Things to do:
1: According to the passage on San Francisco's volunteer fire companies, how did those companies move their engines to a fire?
2: Pick up the passage on San Francisco's volunteer fire companies after its last sentence and keep writing.

Text segment:
*-*-*

Not terribly long after they arrived, while staying on the top floor of the Palace Hotel, the family had to be rescued from a fire. The responding firemen were from Knickerbocker Engine Company No. 5, and Ms. Coit never forgot their rescue.
At the time, San Francisco did not yet have a professional firefighting force. Fire departments in almost every city were volunteers, and most cities of any size had more than one volunteer company. San Francisco had many, and they had all manner of names: Knickerbocker, Manhattan, Volunteer Company, and countless others.
Rivalries between volunteer companies were fierce. In the east, volunteer fire companies frequently turned violent when competing to put out a fire. (It still happens! When I was a kid, growing up in the mountains of western North Carolina, I recall local volunteer fire departments getting into fistfights if a fire broke out on the border between two fire districts and both companies tried to respond.)
In San Francisco, however, the rivals tried to exhibit better behavior. Fights sometimes broke out–and San Francisco got its first professional firefighting force after one turned into a riot in 1863–but for the most part the relationship between different companies was competitive in the extreme rather than openly hostile, competing to see who could reach a fire first while slowing the others down.
“Pulling their engines” is an important phrase there. Unlike other cities’, San Francisco’s volunteer fire companies literally pulled their engines by hand using ropes on each side. A horse could die pulling those machines, so humans did the work.
The story goes that Lillie, fifteen years old and on her way home from school, saw the very Knickerbockers who saved her from a fire as a child trying to get their engine to a blaze atop Telegraph Hill, one of the highest peaks in the city. The company was short-handed, and two other companies were clearly about to beat them to their goal.
Lillie threw down her schoolbooks, ran to the side of the engine, and began to pull. According to one account, she shouted at the gathering crowd, “Come on, you men! Everybody pull and we’ll beat ’em!” The crowd answered her call, and Knickerbocker No. 5 was the first company on the scene.
After that, Lillie couldn’t get enough of fires in San Francisco. The city was almost entirely constructed from wood, yet fire was necessary to do almost anything: cooking, heating, lighting, industry, and more. Fire companies were worshipped as heroes at the time. Residents often kept sketches and paintings of firefighters in their homes as something between a lucky charm and a religious icon.

*-*-*

Available data:
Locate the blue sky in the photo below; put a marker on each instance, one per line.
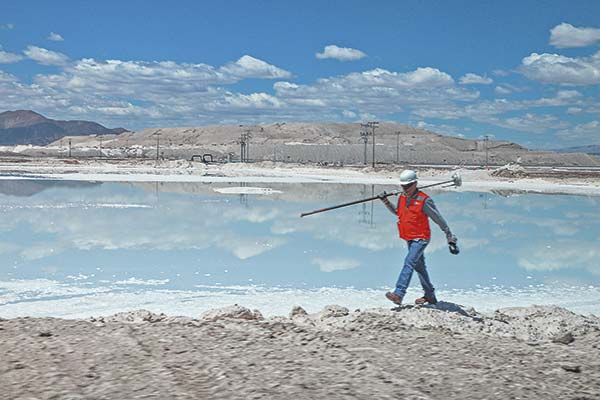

*-*-*

Per-task answers:
1: They pulled them by hand, using ropes on each side.

2:
The city of San Francisco loved firefighters, and the Knickerbocker Engine Company loved Lillie Hitchcock. She’s frequently described as their “mascot,” having been given honorary membership in the company and constantly wearing the company’s badge.
Lillie’s life was not confined to one city. She spent time in Paris as a teenager, waiting out the Civil War with her mother–a native of North Carolina–and mixing in high society. She was a “notable figure” at the court of Napoleon III, befriended one of the Maharaja of India, and built a country estate and hunting lodge in the Napa Valley. Ultimately, though, she moved in a sort of eccentric orbit around the city she considered home: San Francisco.
Throughout that time, she also maintained her devotion to the city’s firefighters. She attended the annual ball, she visited firefighters who were injured or sickened, and she mourned the ones who died. At all times she wore her fireman’s hat and her fireman’s badge. She stitched the number “5” into her underwear. When invited to a formal ball at the court of Napoleon III, she attended in a full San Francisco Fire Department uniform.
By the time she was in her late 30’s, she’d inherited substantial money and land from her father, grandfather, and her estranged husband, on each of their deaths. So it was that for the last decades of the 19th century and first of the 20th, she routinely stayed at that same Palace Hotel from which she had to be rescued as a child.
Coit took up smoking cigars and, in the parlance of the time, “disguised herself” as a man so that she could play poker in men-only gambling dens in San Francisco’s North Shore neighborhood situated at the foot of Telegraph Hill. I’ve even read that she shaved her head so that the wigs of her “disguises” would fit better for her nights on the town.
If you read that last paragraph and heard a bunch of bells ring in the key of LGBTQ, you and I are on the same wavelength!
When Coit died in 1929, she left 1/3 of her sizable fortune to the city for “adding to the beauty of the city.” After a couple of false starts–and at least one fight with the estate’s lawyers, who defended Coit’s wishes–the City held a design competition for a feature to be built on Telegraph Hill, the place where Coit first became famous for helping lug that old hand-engine to a fire.
The winner was a 210-foot high tower of reinforced concrete designed by Arthur Brown, Jr., who designed a ton of things in San Francisco and elsewhere, including City Hall.Coit Tower itself has an intensely fascinating history as the home of controversial art. I hope to talk about it next time. For now, though, I want to keep the spotlight on Lillie Hitchcock Coit.
There’s a scene in SHUT THE GATES OF MERCY, the forthcoming third book in my SERVANT/SOVEREIGN series from Falstaff Books, in which certain characters have a showdown at the base of Coit Tower. It’s a place where they talk about whether love is enough to sustain a life, and what it means to know that, for some people, it is not.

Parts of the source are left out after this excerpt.